* [MATERIAL FOR THIS EXERCISE]
════

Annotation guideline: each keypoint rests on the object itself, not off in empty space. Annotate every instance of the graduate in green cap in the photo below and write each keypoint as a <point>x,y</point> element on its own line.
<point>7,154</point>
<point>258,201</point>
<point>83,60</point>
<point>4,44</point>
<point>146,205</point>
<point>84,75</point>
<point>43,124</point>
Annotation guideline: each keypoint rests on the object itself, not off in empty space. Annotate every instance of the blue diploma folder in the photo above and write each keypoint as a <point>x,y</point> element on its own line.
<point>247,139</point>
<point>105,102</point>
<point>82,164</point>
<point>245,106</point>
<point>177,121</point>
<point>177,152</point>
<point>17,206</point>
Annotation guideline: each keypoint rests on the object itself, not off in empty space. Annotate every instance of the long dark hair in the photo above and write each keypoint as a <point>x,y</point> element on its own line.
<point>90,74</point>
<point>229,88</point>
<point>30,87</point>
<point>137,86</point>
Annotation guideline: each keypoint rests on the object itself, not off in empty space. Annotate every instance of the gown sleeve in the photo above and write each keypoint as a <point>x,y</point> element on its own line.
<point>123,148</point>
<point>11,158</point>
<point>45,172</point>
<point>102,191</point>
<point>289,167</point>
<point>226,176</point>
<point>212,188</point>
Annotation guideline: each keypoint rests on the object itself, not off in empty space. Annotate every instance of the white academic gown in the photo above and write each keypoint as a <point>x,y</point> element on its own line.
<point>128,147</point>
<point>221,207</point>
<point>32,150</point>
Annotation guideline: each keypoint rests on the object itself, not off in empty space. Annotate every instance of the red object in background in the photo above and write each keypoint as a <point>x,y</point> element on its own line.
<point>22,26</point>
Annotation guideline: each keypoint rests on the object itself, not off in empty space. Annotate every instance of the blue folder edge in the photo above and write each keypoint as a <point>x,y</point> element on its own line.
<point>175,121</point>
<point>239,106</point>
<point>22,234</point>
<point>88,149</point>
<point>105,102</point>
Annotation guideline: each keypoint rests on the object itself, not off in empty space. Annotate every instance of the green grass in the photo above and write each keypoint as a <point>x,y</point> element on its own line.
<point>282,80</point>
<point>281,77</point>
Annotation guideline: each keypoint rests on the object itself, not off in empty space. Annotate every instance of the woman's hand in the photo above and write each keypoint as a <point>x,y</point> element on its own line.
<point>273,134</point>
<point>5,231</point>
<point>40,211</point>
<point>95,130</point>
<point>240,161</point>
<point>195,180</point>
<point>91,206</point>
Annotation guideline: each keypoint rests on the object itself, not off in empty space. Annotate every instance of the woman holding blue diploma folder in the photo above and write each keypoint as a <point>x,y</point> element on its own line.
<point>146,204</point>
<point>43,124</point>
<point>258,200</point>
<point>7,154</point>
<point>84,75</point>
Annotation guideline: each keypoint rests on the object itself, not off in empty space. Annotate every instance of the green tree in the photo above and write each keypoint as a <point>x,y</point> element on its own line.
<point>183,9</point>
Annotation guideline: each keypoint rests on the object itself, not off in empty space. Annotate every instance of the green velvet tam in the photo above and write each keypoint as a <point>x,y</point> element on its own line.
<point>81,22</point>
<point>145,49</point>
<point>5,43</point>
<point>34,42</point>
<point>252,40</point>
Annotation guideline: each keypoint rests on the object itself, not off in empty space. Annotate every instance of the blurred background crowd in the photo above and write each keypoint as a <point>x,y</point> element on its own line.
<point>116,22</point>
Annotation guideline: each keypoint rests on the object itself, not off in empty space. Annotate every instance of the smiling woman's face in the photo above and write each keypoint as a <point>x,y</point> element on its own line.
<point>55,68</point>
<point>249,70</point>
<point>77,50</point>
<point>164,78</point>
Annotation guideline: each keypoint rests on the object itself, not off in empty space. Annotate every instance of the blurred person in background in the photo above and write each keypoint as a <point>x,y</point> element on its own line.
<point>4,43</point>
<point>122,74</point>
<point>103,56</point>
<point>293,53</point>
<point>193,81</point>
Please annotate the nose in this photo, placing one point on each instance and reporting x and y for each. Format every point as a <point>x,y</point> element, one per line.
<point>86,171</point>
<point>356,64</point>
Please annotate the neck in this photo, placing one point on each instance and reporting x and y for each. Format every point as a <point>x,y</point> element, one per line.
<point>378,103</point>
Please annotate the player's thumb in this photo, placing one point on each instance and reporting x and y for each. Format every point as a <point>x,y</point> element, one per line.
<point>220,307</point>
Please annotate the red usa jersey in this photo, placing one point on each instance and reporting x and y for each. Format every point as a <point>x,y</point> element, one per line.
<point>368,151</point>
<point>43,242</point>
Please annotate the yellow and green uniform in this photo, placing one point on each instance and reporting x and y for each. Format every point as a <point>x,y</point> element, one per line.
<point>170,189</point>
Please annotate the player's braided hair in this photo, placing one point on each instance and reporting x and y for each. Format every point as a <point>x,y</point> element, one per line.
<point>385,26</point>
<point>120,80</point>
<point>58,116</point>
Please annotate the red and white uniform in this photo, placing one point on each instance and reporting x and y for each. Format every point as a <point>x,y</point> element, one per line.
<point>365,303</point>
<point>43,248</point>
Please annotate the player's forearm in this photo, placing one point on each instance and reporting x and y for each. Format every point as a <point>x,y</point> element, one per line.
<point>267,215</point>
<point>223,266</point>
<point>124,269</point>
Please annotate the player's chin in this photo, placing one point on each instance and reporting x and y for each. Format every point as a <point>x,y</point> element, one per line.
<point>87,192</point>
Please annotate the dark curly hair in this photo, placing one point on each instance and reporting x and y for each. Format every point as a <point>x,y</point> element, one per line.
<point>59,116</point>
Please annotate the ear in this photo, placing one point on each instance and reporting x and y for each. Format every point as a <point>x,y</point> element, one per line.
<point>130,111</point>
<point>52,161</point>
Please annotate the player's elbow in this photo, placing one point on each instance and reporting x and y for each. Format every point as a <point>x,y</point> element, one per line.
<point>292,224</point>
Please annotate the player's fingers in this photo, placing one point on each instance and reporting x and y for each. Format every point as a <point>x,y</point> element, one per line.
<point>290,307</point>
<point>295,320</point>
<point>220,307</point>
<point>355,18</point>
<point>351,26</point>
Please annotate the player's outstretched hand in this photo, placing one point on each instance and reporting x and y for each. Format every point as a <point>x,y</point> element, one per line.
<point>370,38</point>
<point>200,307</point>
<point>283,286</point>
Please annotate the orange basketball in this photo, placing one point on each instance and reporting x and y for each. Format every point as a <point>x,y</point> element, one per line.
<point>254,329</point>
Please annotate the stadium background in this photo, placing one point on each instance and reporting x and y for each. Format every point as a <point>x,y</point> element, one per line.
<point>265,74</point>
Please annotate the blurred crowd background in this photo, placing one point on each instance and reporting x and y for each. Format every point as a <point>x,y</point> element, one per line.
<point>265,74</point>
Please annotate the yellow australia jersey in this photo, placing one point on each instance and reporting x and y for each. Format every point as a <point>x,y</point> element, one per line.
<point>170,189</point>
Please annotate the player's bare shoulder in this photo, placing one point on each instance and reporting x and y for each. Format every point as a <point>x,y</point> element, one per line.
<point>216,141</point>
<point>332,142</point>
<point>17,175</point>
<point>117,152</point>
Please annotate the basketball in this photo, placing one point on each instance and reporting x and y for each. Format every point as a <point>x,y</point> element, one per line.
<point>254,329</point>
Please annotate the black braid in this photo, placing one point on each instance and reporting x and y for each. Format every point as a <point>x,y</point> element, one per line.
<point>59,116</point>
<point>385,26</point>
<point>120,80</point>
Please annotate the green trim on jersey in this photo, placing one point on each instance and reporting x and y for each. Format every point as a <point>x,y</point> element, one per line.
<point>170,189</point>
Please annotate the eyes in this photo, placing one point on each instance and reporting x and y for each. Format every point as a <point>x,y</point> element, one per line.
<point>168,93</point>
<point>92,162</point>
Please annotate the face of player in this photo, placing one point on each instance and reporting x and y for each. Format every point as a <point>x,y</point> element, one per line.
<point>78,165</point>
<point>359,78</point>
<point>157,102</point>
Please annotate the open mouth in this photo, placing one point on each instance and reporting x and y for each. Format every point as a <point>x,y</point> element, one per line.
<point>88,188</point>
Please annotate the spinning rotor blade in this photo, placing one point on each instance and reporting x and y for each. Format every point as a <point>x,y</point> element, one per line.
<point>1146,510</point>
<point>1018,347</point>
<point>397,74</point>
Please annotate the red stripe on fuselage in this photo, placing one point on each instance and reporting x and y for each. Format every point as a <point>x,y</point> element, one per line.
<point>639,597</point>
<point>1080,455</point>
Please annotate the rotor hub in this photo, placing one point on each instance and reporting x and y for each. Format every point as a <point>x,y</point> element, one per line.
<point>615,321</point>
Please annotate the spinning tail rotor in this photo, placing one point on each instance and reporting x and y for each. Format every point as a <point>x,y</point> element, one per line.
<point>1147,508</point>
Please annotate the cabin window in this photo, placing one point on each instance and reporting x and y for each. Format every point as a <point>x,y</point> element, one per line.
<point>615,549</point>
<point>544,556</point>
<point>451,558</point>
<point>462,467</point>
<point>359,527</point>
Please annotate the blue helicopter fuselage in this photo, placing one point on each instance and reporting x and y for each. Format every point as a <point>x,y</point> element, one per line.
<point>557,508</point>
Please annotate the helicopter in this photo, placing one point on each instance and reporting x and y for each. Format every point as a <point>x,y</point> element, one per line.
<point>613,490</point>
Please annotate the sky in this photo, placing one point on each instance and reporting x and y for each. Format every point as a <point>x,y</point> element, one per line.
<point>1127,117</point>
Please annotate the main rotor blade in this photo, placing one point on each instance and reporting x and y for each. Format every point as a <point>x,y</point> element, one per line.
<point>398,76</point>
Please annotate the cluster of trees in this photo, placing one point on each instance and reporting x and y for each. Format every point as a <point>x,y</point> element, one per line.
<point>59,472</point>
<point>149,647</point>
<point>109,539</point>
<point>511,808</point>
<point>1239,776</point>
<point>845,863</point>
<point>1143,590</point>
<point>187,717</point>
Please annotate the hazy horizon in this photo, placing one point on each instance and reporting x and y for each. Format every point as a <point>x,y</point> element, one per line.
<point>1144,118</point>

════

* [THE TASK]
Find where "Please annotate the cabin" occurs in the data, and please write out that line through the last line exactly, with nothing else.

* [PROBLEM SOLUTION]
Please annotate the cabin window in this photo, placing one point on each instance and reporting x and y for each. Format every point as a <point>x,y</point> element, one per line.
<point>615,549</point>
<point>544,556</point>
<point>451,558</point>
<point>462,467</point>
<point>359,527</point>
Please annotate the blue helicopter fuselage in this photo, placing one point on each instance and reporting x and y for each. Format every point as a <point>x,y</point> element, one per line.
<point>557,508</point>
Please annotate the helicopter in this photo, placing one point on each instance and reporting x and y for each. Format every point as a <point>x,y</point> element, one per line.
<point>613,490</point>
Please annotate the sky in this photo, placing one point on each instance and reporting x and y for each. Format every point as a <point>x,y</point> element, one per line.
<point>1127,117</point>
Please annotate the main rotor blade in this photo, placing one point on each instance and reporting x and y for each. Format every point as a <point>x,y</point> element, one per line.
<point>398,76</point>
Please annotate the cluster of trees in this photo, placing one point on each instance and reporting x and y for each. Format every point as a <point>x,y</point> element, one per line.
<point>59,472</point>
<point>149,647</point>
<point>109,539</point>
<point>511,808</point>
<point>1239,776</point>
<point>845,863</point>
<point>1143,590</point>
<point>187,717</point>
Please annotate the hazy horizon in this photo, placing one point on each instance and reporting x and y for each. Format every point as a <point>x,y</point> element, one per line.
<point>1144,118</point>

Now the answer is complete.